Gowanus artist Steve Pauley’s work is rock solid! Pauley previously worked 11 years in the funerary arts as a tombstone engraver, creating more than 6,000 tombstones in West Virginia, Baltimore, and Brooklyn—including memorials at Greenwood Cemetery.
Today, Pauley creates magnificent sculptural works using sandblasting, engraving, or a hammer and chisel to carve intricate patterns and textures onto imposing slabs of stone. He traces graffiti—usually layer upon layer of multiple tags and spray painted graphics—that he finds around his neighborhood and sandblasts his tracings onto stone. He then uses the carved stone as a plate to create even more pieces. Using the textures he’s engraved onto a rock’s surface, he creates handmade paper, rubbings and prints. A selection of his multi-layered works including stone carvings, sculpture, and paper will be on view in Pulp and Pebble, a solo exhibit at the Gowanus Dredgers Boathouse.
"I’ve always been fascinated with stone," Pauley recalls. "When I was a kid, my parents bought me a rock tumbler that would polish the stones I collected from creek beds and fields. I used to look for colorful pebbles, fossils and arrowheads in the farms around my home. There is something magical about them to me. They can’t be carbon dated, so there is no way to know how old they are. You could be holding something millions of years old in your hands."

■ DATASET EXCERPT ■
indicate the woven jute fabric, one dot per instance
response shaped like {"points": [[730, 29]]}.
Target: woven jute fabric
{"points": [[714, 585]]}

■ LIST OF TASKS ■
**a.** In the text about Steve Pauley, where will the solo exhibit Pulp and Pebble be held?
**b.** Retype the text about Steve Pauley from "Today, Pauley creates" up to and including "Gowanus Dredgers Boathouse.".

■ RESULTS IN ORDER ■
**a.** At the Gowanus Dredgers Boathouse.

**b.**
Today, Pauley creates magnificent sculptural works using sandblasting, engraving, or a hammer and chisel to carve intricate patterns and textures onto imposing slabs of stone. He traces graffiti—usually layer upon layer of multiple tags and spray painted graphics—that he finds around his neighborhood and sandblasts his tracings onto stone. He then uses the carved stone as a plate to create even more pieces. Using the textures he’s engraved onto a rock’s surface, he creates handmade paper, rubbings and prints. A selection of his multi-layered works including stone carvings, sculpture, and paper will be on view in Pulp and Pebble, a solo exhibit at the Gowanus Dredgers Boathouse.